**Goal of the exercise**: Gather all lines in the entries below that include the word "every".

--

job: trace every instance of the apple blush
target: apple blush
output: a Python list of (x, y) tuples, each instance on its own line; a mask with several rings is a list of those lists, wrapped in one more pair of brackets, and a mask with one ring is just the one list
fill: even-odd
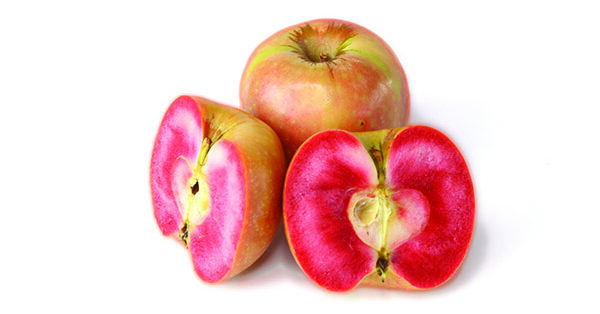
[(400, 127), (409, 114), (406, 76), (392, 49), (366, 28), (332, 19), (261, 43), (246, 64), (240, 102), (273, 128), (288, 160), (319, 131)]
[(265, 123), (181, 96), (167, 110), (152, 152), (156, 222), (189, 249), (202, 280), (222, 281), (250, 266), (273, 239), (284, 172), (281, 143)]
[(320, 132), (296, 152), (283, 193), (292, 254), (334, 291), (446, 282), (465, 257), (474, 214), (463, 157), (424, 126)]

--

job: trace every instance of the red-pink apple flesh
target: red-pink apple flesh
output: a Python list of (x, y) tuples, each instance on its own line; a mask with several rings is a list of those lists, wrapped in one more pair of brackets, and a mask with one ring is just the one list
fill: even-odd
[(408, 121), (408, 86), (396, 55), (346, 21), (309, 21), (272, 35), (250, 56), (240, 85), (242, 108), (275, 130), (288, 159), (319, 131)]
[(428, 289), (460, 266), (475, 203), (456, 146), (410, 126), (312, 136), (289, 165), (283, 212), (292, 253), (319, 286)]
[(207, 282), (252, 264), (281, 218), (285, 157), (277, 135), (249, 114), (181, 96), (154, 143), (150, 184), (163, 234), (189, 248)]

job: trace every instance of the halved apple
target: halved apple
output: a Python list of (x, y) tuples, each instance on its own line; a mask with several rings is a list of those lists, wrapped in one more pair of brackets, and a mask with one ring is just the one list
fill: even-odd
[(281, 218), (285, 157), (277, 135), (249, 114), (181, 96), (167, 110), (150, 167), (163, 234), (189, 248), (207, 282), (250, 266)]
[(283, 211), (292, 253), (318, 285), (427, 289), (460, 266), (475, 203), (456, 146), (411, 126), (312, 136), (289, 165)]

--

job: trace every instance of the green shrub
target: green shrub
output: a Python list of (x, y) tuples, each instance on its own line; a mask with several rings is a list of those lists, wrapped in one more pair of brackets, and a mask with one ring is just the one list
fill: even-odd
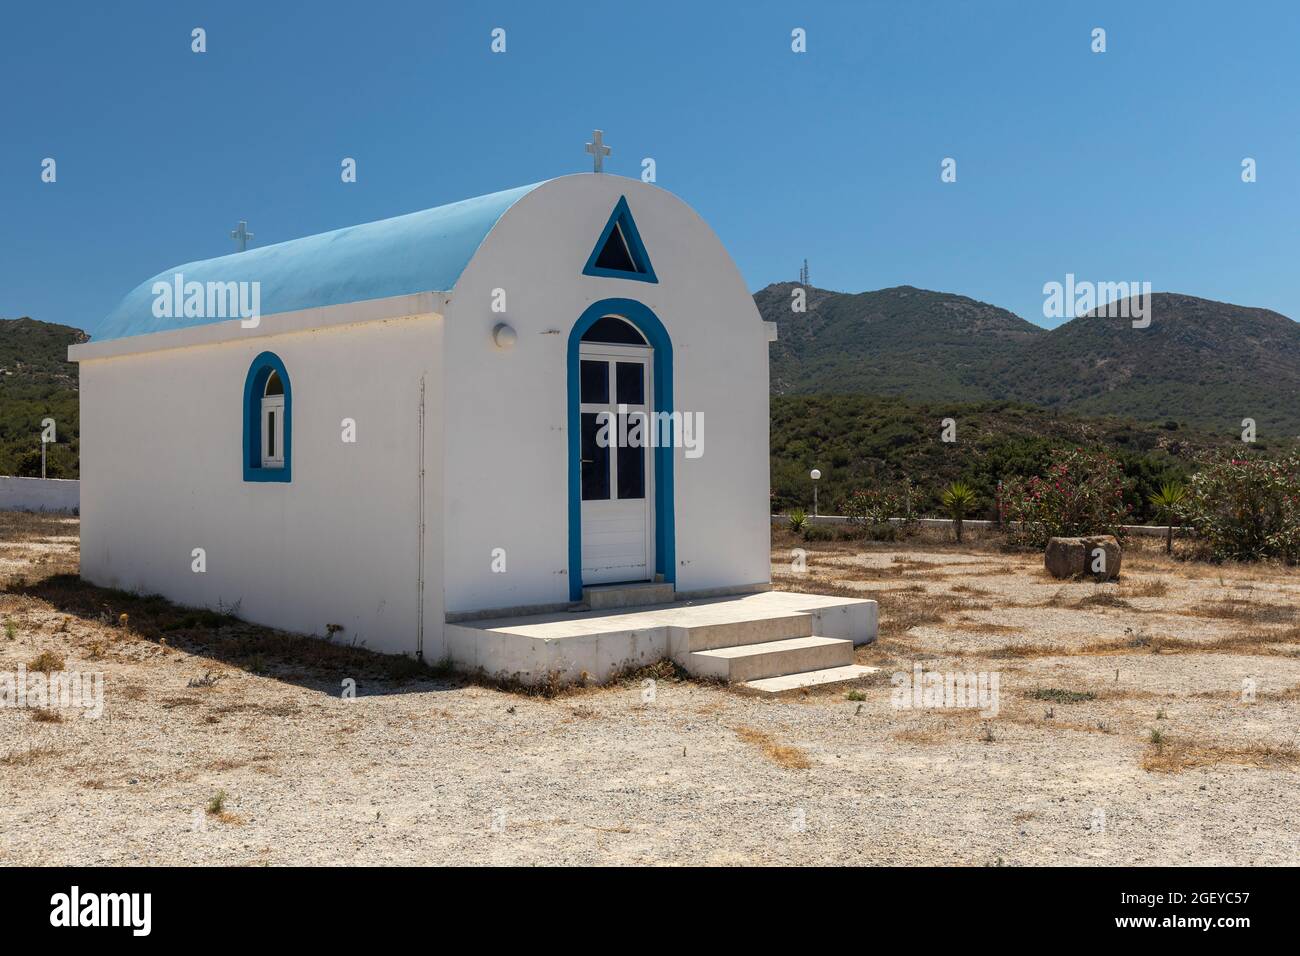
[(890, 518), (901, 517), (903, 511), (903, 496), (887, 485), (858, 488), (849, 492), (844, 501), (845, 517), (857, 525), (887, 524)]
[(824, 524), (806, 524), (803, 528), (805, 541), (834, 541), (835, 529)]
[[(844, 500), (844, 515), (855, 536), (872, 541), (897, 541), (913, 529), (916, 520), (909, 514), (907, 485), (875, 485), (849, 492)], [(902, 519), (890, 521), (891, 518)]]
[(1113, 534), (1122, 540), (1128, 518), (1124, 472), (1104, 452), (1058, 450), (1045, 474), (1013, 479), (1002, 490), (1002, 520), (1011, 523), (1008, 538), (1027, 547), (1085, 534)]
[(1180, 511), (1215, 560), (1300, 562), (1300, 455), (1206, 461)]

--

**Written answer**:
job: trace every instance of the apple blush
job: trace every instance of the red-pink apple flesh
job: trace every instance of the halved apple
job: trace every instance of the green shrub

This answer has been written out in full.